Items from a dataset:
=-=-=

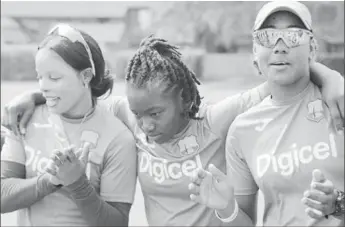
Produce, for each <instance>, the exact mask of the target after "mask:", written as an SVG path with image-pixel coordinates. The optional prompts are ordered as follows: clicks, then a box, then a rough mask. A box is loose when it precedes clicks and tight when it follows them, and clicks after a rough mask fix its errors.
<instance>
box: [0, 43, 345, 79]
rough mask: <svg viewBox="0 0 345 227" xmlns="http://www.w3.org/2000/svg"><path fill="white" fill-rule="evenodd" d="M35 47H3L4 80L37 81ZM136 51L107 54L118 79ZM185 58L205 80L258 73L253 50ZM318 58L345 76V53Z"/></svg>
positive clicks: (109, 66) (109, 64) (115, 52)
mask: <svg viewBox="0 0 345 227" xmlns="http://www.w3.org/2000/svg"><path fill="white" fill-rule="evenodd" d="M35 52H36V46H34V45H30V46H28V45H25V46H16V47H15V48H14V47H12V46H10V47H6V46H3V47H2V49H1V80H34V79H35V78H36V72H35V62H34V54H35ZM134 52H135V50H125V51H118V52H114V53H105V58H106V61H107V65H108V67H109V68H110V70H111V72H112V73H114V74H115V75H116V77H117V78H118V79H123V78H124V77H125V72H126V67H127V63H128V61H129V59H130V58H131V57H132V56H133V54H134ZM181 52H182V54H183V59H184V60H185V62H186V63H187V65H188V66H189V67H190V68H191V69H192V70H193V71H194V72H195V74H196V76H197V77H198V78H202V79H205V80H212V79H225V78H229V77H233V78H239V79H242V80H253V79H256V78H257V77H256V76H255V75H257V72H256V71H255V68H254V67H253V64H252V54H251V53H237V54H235V53H234V54H211V53H206V52H205V51H203V50H199V49H186V50H181ZM319 61H320V62H322V63H324V64H325V65H327V66H329V67H330V68H332V69H334V70H337V71H338V72H340V73H341V74H342V75H344V56H343V54H321V55H320V56H319Z"/></svg>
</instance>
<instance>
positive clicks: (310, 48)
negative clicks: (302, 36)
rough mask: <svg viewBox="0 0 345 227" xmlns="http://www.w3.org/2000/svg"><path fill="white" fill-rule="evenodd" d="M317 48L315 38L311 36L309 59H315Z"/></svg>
mask: <svg viewBox="0 0 345 227" xmlns="http://www.w3.org/2000/svg"><path fill="white" fill-rule="evenodd" d="M317 49H318V44H317V41H316V39H314V38H312V39H311V40H310V53H309V61H315V60H316V53H317Z"/></svg>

=-=-=

Exclude all images and restate the records above word for word.

§ **ANSWER FOR THIS EXERCISE**:
Produce, for each <instance>, the exact mask of the target after "mask:", written as an SVG path with image-pixel coordinates. The optional prompts are ordered as follows: clicks, then a box, then a rough mask. A box is loose when it precedes clicks and tight when it follows them, and clicks after a rough mask fix its errors.
<instance>
box: [0, 43, 345, 79]
rough mask: <svg viewBox="0 0 345 227" xmlns="http://www.w3.org/2000/svg"><path fill="white" fill-rule="evenodd" d="M35 47H3L4 80L37 81ZM136 51L107 54L118 79ZM185 58L205 80L258 73L253 50ZM318 58L345 76V53Z"/></svg>
positive clicks: (109, 66) (109, 64) (115, 52)
mask: <svg viewBox="0 0 345 227" xmlns="http://www.w3.org/2000/svg"><path fill="white" fill-rule="evenodd" d="M35 52H36V46H34V45H30V46H28V45H25V46H16V47H15V48H14V47H12V46H10V47H6V46H3V47H2V49H1V80H34V79H35V78H36V72H35V62H34V54H35ZM134 52H135V50H125V51H118V52H114V53H105V58H106V61H107V65H108V67H109V68H110V70H111V72H112V73H114V74H115V75H116V77H117V78H118V79H123V78H124V77H125V72H126V67H127V63H128V61H129V59H130V58H131V57H132V56H133V54H134ZM181 52H182V54H183V59H184V60H185V62H186V63H187V65H188V66H189V67H190V68H191V69H192V70H193V71H194V72H195V74H196V76H197V77H198V78H202V79H205V80H212V79H225V78H229V77H233V78H239V79H242V80H253V79H256V78H257V77H256V76H255V75H257V72H256V71H255V68H254V67H253V64H252V54H251V53H237V54H235V53H234V54H211V53H206V52H205V51H203V50H199V49H186V50H181ZM319 61H320V62H322V63H324V64H325V65H327V66H329V67H330V68H332V69H334V70H337V71H338V72H340V73H341V74H342V75H344V56H343V54H321V55H320V56H319Z"/></svg>
</instance>
<instance>
positive clicks: (310, 48)
negative clicks: (302, 36)
rough mask: <svg viewBox="0 0 345 227" xmlns="http://www.w3.org/2000/svg"><path fill="white" fill-rule="evenodd" d="M317 48L315 38L311 36L309 59H315Z"/></svg>
mask: <svg viewBox="0 0 345 227" xmlns="http://www.w3.org/2000/svg"><path fill="white" fill-rule="evenodd" d="M317 49H318V44H317V41H316V39H314V38H312V39H311V40H310V53H309V61H315V60H316V53H317Z"/></svg>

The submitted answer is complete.